------ Raw records ------

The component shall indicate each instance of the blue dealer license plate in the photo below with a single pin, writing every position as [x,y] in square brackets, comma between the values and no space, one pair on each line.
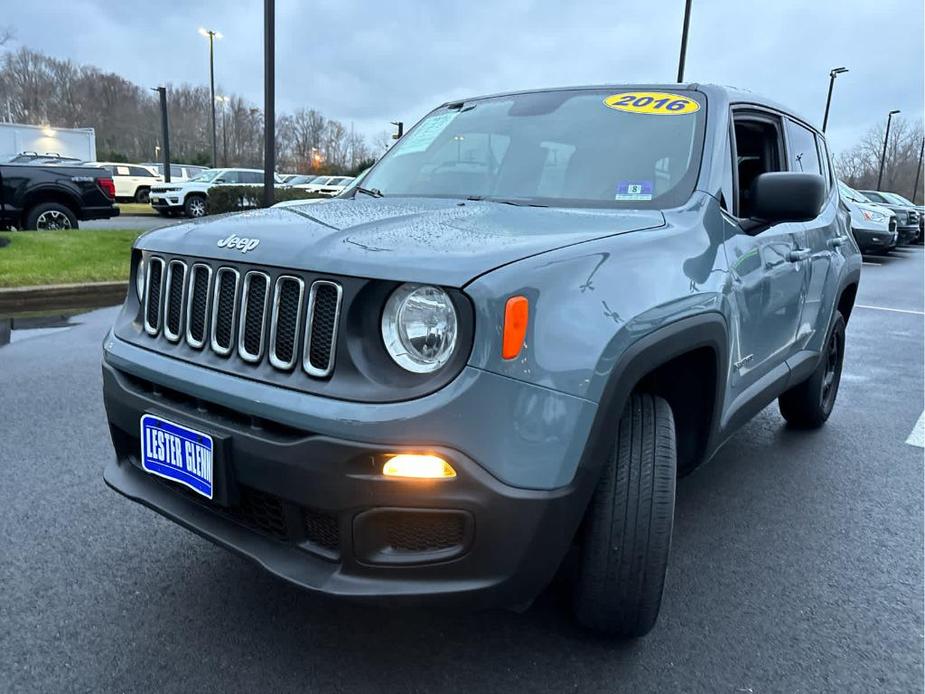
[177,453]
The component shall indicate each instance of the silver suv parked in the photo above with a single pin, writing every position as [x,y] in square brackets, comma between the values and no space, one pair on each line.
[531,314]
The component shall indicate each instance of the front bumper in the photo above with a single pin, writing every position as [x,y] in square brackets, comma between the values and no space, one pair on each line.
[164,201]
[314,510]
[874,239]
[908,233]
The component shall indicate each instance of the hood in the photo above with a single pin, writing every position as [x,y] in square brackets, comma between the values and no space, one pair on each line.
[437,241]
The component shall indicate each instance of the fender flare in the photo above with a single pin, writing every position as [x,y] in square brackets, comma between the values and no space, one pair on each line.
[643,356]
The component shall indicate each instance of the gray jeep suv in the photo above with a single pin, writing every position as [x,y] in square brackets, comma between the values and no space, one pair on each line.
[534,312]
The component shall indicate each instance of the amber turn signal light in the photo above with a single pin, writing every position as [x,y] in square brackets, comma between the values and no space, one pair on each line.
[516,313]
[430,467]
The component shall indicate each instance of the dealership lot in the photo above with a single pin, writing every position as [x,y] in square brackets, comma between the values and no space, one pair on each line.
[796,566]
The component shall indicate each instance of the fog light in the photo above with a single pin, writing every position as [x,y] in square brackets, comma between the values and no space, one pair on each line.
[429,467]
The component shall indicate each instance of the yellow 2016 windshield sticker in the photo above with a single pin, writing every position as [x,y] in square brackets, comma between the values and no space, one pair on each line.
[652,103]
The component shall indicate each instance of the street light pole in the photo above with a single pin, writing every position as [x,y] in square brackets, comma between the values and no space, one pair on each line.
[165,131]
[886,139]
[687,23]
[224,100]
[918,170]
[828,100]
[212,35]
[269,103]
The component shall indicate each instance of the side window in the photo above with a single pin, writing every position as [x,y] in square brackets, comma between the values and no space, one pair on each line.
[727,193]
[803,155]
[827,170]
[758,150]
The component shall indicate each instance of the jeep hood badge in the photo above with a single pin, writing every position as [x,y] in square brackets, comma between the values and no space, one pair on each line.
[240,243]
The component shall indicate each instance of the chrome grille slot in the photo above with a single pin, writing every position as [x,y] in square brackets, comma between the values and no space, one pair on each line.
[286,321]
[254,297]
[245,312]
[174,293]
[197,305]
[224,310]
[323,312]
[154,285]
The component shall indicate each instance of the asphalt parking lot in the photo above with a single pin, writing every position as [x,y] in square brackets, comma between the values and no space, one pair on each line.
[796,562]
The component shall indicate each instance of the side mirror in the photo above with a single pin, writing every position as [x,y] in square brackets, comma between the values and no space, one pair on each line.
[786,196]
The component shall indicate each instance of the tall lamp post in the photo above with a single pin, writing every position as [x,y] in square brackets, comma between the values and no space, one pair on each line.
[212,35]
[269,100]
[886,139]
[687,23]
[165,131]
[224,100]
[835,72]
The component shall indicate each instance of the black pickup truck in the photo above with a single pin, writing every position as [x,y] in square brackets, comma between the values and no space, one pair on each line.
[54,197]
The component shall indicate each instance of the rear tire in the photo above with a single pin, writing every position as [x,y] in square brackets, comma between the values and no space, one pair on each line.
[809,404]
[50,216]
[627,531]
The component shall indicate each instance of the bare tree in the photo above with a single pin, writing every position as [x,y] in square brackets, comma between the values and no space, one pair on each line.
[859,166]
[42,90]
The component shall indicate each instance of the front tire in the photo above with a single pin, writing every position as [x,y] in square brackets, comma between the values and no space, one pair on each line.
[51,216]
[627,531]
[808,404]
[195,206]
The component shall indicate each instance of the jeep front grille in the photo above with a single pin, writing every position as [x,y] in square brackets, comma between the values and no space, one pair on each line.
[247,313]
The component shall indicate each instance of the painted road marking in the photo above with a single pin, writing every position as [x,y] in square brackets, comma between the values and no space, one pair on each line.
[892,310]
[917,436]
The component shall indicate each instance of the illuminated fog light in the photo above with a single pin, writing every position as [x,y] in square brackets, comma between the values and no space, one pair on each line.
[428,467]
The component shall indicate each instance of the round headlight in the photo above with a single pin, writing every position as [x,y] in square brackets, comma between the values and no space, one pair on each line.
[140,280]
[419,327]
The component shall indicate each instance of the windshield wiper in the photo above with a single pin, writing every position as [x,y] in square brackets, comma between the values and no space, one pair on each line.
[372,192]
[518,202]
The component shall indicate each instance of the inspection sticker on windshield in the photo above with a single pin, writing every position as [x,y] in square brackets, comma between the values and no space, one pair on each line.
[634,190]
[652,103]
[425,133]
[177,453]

------
------ Raw records ------

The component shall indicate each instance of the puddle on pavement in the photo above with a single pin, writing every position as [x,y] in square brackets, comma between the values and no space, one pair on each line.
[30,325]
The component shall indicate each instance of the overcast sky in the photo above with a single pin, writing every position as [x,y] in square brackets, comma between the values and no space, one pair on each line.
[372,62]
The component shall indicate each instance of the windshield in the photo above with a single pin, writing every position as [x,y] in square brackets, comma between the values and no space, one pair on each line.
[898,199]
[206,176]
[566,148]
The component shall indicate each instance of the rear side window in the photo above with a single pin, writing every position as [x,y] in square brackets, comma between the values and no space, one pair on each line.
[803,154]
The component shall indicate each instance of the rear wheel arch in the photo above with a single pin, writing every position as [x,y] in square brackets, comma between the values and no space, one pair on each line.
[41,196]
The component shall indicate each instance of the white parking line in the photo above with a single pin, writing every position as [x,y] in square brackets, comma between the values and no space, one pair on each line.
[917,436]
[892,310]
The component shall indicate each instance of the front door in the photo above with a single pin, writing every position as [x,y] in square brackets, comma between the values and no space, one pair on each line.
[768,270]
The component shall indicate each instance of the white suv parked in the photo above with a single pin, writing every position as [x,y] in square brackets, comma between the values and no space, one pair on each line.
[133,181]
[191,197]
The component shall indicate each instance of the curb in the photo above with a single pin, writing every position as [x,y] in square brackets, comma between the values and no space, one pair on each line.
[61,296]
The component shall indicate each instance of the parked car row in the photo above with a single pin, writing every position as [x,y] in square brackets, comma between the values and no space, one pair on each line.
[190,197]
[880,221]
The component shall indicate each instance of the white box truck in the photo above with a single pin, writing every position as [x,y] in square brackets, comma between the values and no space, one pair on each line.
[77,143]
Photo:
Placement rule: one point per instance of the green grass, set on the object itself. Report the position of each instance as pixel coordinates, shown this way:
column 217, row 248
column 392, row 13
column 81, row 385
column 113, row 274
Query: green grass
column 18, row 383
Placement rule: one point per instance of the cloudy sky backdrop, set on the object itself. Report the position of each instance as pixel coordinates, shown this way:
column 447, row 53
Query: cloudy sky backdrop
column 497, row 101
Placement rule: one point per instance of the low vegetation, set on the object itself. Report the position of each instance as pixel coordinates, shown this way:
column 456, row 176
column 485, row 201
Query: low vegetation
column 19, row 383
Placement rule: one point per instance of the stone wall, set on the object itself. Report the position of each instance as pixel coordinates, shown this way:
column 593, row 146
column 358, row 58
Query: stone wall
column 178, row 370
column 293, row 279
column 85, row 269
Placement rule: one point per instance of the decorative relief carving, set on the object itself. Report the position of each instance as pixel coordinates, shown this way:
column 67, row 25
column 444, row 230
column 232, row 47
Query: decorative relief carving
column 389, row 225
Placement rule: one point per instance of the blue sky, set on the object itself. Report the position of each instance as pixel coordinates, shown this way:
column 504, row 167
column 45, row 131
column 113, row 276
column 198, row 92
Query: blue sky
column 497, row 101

------

*Requirements*: Write out the data again from the line with "The component shall indicate each instance of the white box" to the line with "column 18, row 383", substituting "lush turf" for "green grass" and changing nothing else.

*Result*:
The component shall indicate each instance of the white box truck in the photo above with a single pin, writing every position as [x,y] in square brackets, comma between the values and no space, one pair on each line.
[77,143]
Photo:
Placement rule: one point per instance of the lush turf, set on the object itself. Report the position of each instance as pixel coordinates, shown this way:
column 217, row 248
column 392, row 13
column 81, row 385
column 113, row 274
Query: lush turf
column 18, row 383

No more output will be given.